(TASK INSTRUCTIONS): Write down exactly what lies from the line containing "chair with a single point, one per instance." to the end of the records, inclusive, and omit the pictures.

##### DATA FOR PROCESSING

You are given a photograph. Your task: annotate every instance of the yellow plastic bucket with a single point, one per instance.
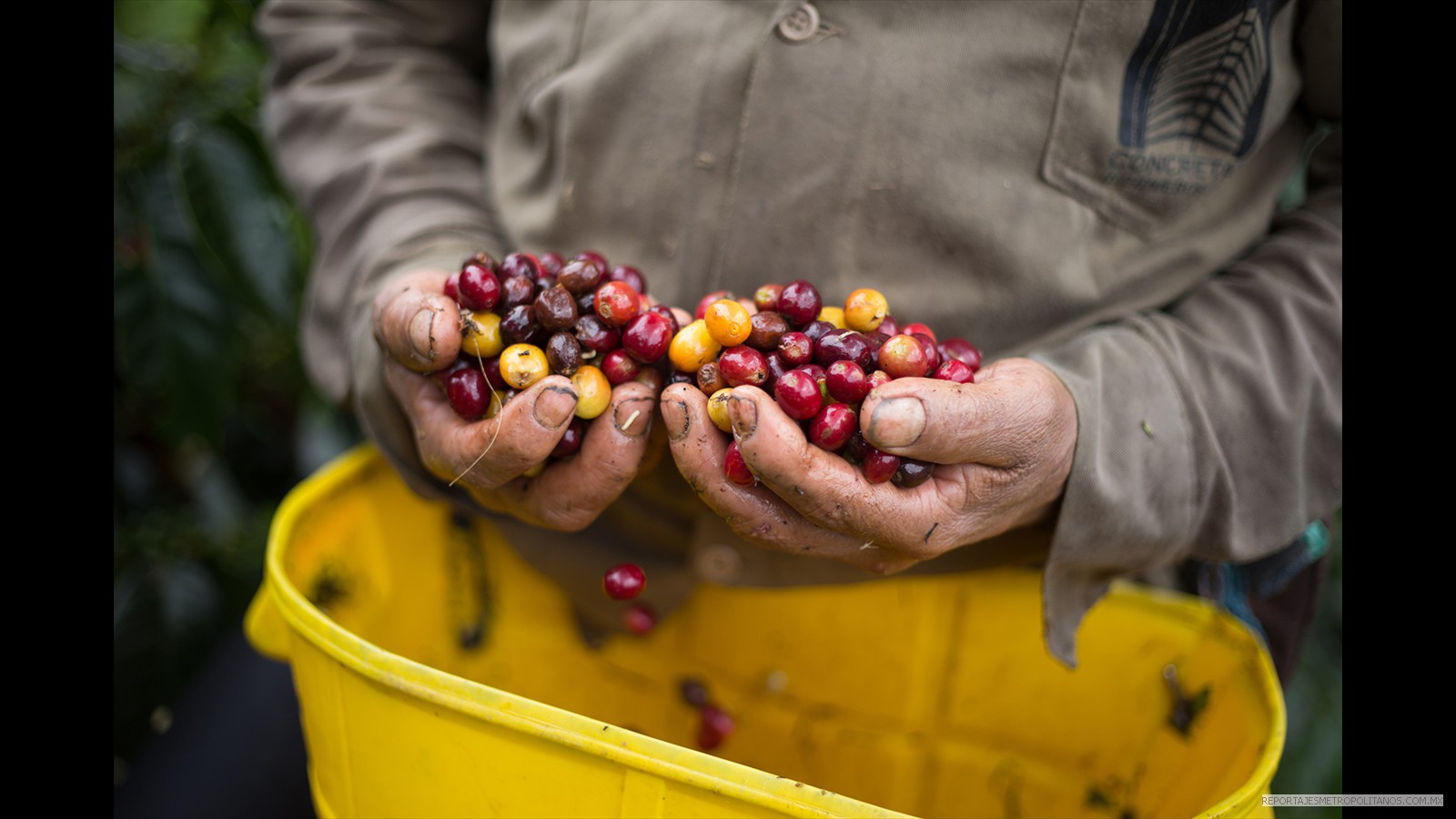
(439, 675)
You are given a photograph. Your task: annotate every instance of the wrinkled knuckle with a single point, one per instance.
(757, 530)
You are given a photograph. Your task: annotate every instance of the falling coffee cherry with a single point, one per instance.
(715, 726)
(640, 618)
(623, 581)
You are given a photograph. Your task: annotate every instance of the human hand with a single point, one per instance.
(1002, 450)
(419, 329)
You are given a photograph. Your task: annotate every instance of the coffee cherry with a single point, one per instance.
(834, 315)
(800, 302)
(961, 350)
(480, 288)
(728, 322)
(954, 370)
(865, 309)
(912, 472)
(703, 303)
(523, 365)
(468, 392)
(903, 356)
(492, 373)
(742, 366)
(710, 379)
(551, 263)
(718, 410)
(593, 392)
(798, 395)
(619, 366)
(640, 620)
(817, 329)
(647, 337)
(713, 729)
(521, 266)
(735, 468)
(842, 344)
(667, 314)
(832, 428)
(766, 298)
(766, 331)
(482, 334)
(594, 334)
(932, 353)
(618, 303)
(564, 353)
(623, 581)
(797, 349)
(581, 276)
(596, 258)
(692, 347)
(570, 442)
(878, 467)
(630, 276)
(519, 325)
(555, 308)
(916, 327)
(846, 382)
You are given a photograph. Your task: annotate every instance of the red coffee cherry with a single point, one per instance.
(623, 581)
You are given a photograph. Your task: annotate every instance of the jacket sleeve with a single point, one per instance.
(1212, 429)
(375, 114)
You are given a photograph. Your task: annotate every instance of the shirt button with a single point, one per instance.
(718, 562)
(801, 24)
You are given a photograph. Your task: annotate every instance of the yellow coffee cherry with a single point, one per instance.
(718, 410)
(728, 322)
(593, 392)
(482, 334)
(865, 309)
(693, 347)
(523, 365)
(832, 315)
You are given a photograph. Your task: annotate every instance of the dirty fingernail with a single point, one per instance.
(555, 405)
(421, 334)
(897, 421)
(674, 414)
(633, 417)
(744, 416)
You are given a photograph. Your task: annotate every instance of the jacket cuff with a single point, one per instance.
(1130, 499)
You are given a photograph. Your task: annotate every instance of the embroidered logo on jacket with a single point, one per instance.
(1193, 95)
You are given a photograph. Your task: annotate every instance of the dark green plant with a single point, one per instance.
(213, 417)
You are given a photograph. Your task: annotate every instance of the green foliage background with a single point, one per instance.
(213, 417)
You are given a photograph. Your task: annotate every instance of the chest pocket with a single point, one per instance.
(1161, 101)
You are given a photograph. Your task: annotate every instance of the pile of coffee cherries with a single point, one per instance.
(819, 363)
(526, 317)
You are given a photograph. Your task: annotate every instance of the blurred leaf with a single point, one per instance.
(172, 322)
(230, 206)
(133, 101)
(171, 21)
(165, 617)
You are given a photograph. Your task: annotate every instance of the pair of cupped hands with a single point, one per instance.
(1002, 448)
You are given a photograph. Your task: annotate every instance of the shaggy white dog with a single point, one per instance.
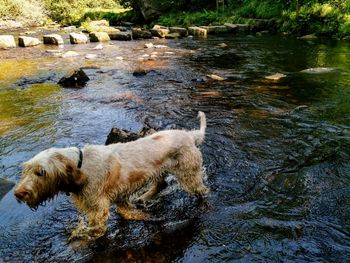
(98, 175)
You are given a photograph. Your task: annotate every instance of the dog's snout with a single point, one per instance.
(21, 193)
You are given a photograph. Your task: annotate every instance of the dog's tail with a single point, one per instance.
(198, 135)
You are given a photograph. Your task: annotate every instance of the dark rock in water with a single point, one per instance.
(139, 33)
(123, 36)
(75, 79)
(120, 135)
(5, 186)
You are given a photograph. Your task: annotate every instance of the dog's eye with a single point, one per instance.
(40, 173)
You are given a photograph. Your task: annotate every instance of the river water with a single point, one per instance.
(276, 153)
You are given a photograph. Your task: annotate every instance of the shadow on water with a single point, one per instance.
(276, 153)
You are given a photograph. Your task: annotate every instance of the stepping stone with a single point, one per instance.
(53, 39)
(78, 38)
(197, 31)
(123, 36)
(7, 41)
(180, 30)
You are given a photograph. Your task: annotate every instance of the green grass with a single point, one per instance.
(325, 19)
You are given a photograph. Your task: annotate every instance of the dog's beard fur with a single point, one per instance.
(44, 180)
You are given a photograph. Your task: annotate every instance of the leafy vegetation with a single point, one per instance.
(324, 17)
(298, 17)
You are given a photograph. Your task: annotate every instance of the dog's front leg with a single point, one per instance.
(97, 222)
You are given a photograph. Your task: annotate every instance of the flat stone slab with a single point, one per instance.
(160, 31)
(231, 27)
(74, 79)
(99, 37)
(320, 70)
(197, 31)
(276, 77)
(7, 41)
(138, 33)
(122, 36)
(180, 30)
(216, 29)
(28, 41)
(172, 35)
(53, 39)
(215, 77)
(78, 38)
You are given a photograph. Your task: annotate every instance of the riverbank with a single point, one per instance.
(276, 152)
(321, 19)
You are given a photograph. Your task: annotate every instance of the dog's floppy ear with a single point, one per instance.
(72, 179)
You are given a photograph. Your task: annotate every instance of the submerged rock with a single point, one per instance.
(99, 37)
(138, 33)
(276, 77)
(53, 39)
(222, 45)
(75, 79)
(139, 72)
(149, 45)
(216, 29)
(320, 70)
(28, 41)
(95, 23)
(123, 36)
(160, 31)
(172, 35)
(78, 38)
(7, 41)
(180, 30)
(117, 135)
(70, 54)
(98, 47)
(231, 27)
(215, 77)
(90, 56)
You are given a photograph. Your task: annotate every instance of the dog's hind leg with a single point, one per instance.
(128, 212)
(189, 172)
(156, 186)
(97, 222)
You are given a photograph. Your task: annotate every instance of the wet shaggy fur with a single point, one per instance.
(110, 174)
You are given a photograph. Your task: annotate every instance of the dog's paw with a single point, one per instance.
(132, 214)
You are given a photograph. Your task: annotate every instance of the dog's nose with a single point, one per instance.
(21, 193)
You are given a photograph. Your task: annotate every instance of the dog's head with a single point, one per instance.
(48, 173)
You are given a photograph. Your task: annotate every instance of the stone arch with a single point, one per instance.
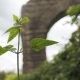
(42, 15)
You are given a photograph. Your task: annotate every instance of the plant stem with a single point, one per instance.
(18, 76)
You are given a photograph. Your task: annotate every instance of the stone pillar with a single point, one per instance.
(42, 14)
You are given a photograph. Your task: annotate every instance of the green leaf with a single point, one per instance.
(24, 20)
(39, 43)
(5, 49)
(13, 32)
(13, 50)
(74, 10)
(15, 18)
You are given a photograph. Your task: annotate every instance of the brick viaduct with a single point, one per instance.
(42, 14)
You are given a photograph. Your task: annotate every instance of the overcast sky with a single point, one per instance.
(59, 32)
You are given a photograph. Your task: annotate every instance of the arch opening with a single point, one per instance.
(61, 32)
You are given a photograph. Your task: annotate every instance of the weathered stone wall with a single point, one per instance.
(42, 14)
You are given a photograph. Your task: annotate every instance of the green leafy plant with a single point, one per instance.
(13, 32)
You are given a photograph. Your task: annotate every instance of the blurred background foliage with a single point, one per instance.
(65, 65)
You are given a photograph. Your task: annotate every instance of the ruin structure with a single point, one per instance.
(42, 14)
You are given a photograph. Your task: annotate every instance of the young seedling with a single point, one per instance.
(13, 32)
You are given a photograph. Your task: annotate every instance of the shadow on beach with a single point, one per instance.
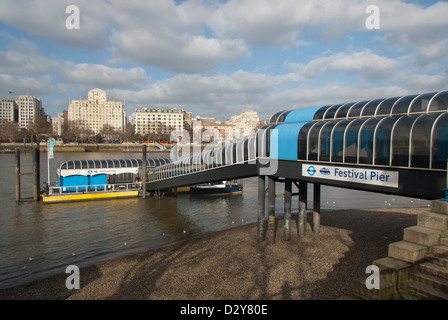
(231, 264)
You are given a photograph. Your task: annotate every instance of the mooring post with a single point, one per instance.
(261, 227)
(287, 218)
(270, 234)
(303, 198)
(144, 171)
(36, 172)
(18, 175)
(316, 208)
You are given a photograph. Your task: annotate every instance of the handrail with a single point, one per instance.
(93, 188)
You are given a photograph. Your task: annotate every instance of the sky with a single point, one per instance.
(219, 58)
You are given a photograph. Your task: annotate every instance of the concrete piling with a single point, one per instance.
(316, 208)
(36, 172)
(303, 198)
(261, 227)
(144, 171)
(18, 175)
(270, 234)
(287, 208)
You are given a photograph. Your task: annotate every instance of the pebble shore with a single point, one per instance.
(231, 264)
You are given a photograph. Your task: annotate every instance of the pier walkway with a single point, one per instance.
(395, 145)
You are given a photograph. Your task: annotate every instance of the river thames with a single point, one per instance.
(38, 240)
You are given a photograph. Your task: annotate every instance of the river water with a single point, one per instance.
(38, 240)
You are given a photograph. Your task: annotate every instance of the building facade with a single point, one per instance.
(30, 108)
(158, 121)
(96, 111)
(9, 111)
(247, 120)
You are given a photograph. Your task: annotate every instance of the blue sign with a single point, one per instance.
(311, 170)
(51, 144)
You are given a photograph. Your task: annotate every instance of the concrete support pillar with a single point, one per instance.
(303, 198)
(261, 231)
(144, 171)
(316, 208)
(287, 207)
(18, 175)
(36, 172)
(270, 234)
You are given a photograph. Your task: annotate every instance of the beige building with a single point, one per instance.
(159, 121)
(247, 120)
(9, 111)
(96, 111)
(30, 108)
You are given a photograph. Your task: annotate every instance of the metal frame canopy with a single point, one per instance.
(396, 145)
(114, 163)
(408, 131)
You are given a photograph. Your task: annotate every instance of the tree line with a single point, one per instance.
(76, 131)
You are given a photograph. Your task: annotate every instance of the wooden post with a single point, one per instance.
(316, 208)
(261, 227)
(303, 198)
(144, 171)
(287, 218)
(36, 172)
(18, 175)
(270, 234)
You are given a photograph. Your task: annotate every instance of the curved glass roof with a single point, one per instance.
(425, 103)
(408, 131)
(116, 163)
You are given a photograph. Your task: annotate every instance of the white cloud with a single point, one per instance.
(280, 23)
(368, 65)
(97, 75)
(46, 19)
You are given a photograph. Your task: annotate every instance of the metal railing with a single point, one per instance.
(53, 190)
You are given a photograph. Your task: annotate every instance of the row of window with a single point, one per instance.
(239, 152)
(116, 163)
(433, 102)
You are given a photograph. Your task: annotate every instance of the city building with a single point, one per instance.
(159, 121)
(30, 108)
(96, 111)
(58, 123)
(9, 111)
(209, 127)
(247, 121)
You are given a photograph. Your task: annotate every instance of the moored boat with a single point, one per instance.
(81, 180)
(217, 188)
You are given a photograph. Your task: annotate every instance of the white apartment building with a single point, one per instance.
(159, 121)
(247, 120)
(9, 111)
(96, 111)
(30, 107)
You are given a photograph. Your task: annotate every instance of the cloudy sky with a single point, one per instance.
(218, 58)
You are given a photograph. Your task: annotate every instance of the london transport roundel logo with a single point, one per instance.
(311, 170)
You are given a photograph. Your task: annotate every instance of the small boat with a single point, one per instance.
(217, 188)
(81, 180)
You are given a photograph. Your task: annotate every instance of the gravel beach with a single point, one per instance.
(231, 264)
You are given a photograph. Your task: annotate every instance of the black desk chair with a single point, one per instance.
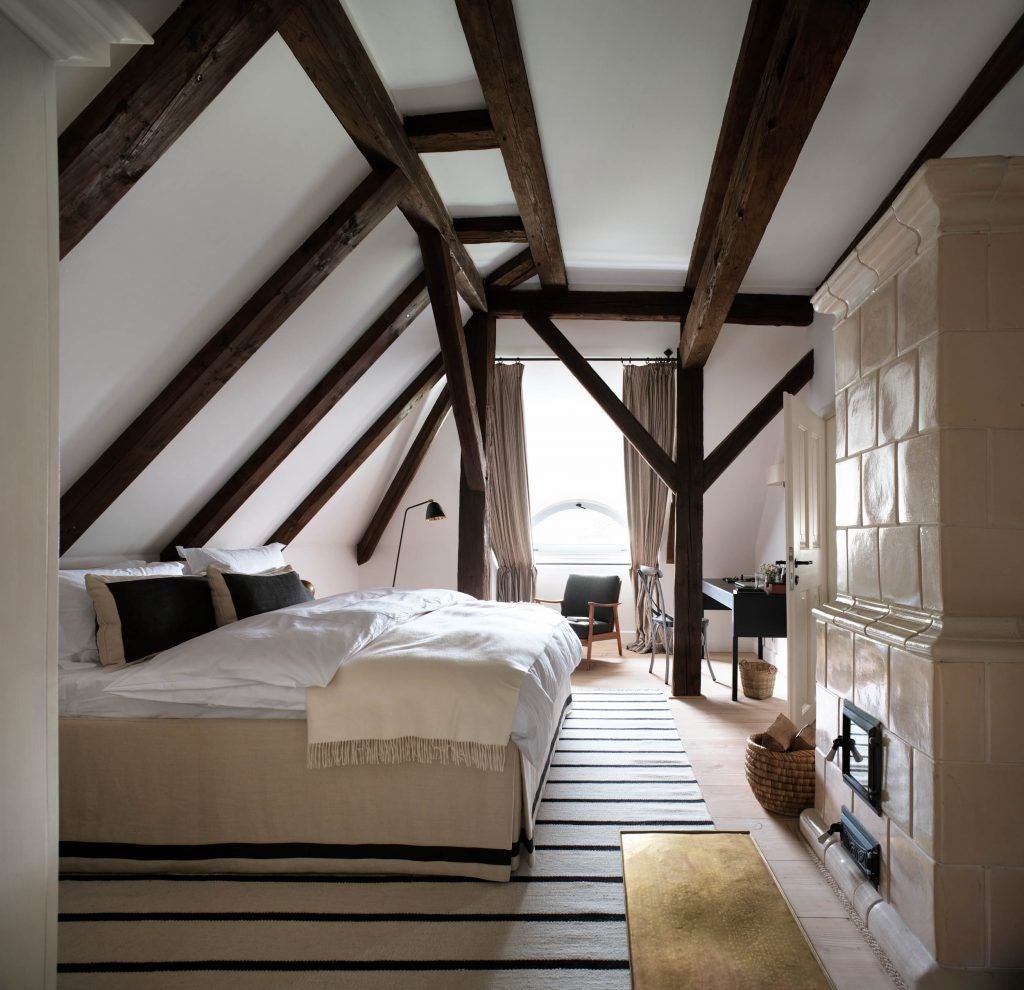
(590, 605)
(650, 592)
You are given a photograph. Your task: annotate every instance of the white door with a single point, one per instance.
(807, 564)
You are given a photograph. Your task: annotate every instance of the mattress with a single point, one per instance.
(81, 693)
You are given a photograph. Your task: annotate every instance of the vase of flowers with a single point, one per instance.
(774, 578)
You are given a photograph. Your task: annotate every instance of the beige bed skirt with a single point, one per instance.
(235, 795)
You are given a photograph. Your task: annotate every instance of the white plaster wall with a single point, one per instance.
(29, 488)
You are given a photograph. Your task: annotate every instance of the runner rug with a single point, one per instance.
(619, 765)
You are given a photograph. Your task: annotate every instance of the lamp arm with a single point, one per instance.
(401, 535)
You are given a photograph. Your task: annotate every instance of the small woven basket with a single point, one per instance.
(758, 678)
(782, 782)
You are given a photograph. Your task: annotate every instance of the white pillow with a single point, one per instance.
(77, 626)
(255, 560)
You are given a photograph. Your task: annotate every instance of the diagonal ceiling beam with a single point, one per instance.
(325, 43)
(809, 40)
(333, 481)
(491, 229)
(403, 477)
(755, 421)
(1004, 65)
(461, 130)
(444, 303)
(494, 42)
(226, 351)
(512, 272)
(752, 310)
(755, 51)
(323, 397)
(150, 103)
(631, 427)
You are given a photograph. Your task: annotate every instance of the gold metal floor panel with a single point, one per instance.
(704, 911)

##########

(OUTPUT OF THE TASK):
You are given a photograph. Your task: annotate every instance of the black desk chair with a single point, one per instance.
(590, 605)
(650, 592)
You are given a photograph. Your task: annotate every instance of the white door with a single point, one per instance.
(807, 564)
You are given a photograph. Your task: annotate every instance of the mattress with a single point, one per instance.
(81, 693)
You are given a photograph. Your task: annotate every instance of the vase of flowers with a single point, one per instance.
(774, 578)
You are given a photograph. Your task: annotate every instance of the beige bed skirt with a single point, one per instance.
(235, 795)
You are given a photograph. Your task: annotate every instance of the white plaster wall with a single point, one per instance.
(29, 488)
You are given a photograph. Your task: annotate every instance of the runner rug with a single point, one per instance.
(619, 765)
You are given a photograph. Your task: annotate every instance of the lamp arm with a single point, one per instance.
(401, 535)
You are given a photograph. Your task: annotate every instance of the small woven basket with a single point, one per instance.
(758, 678)
(782, 782)
You are given a photograph. Your task: annotate every instance of the white pillow with a single point, one per instance.
(77, 626)
(255, 560)
You are given a photograph. Your task: annotate every instance of the diagonal ceiling beam with a single point, one per instance.
(325, 43)
(809, 40)
(333, 481)
(491, 229)
(403, 477)
(755, 421)
(1004, 65)
(461, 130)
(444, 303)
(494, 42)
(226, 351)
(512, 272)
(752, 310)
(755, 51)
(323, 397)
(150, 103)
(631, 427)
You are given a photograph. Your task: annotate every instance of the gold metal floor panel with a single point, one per instance.
(704, 911)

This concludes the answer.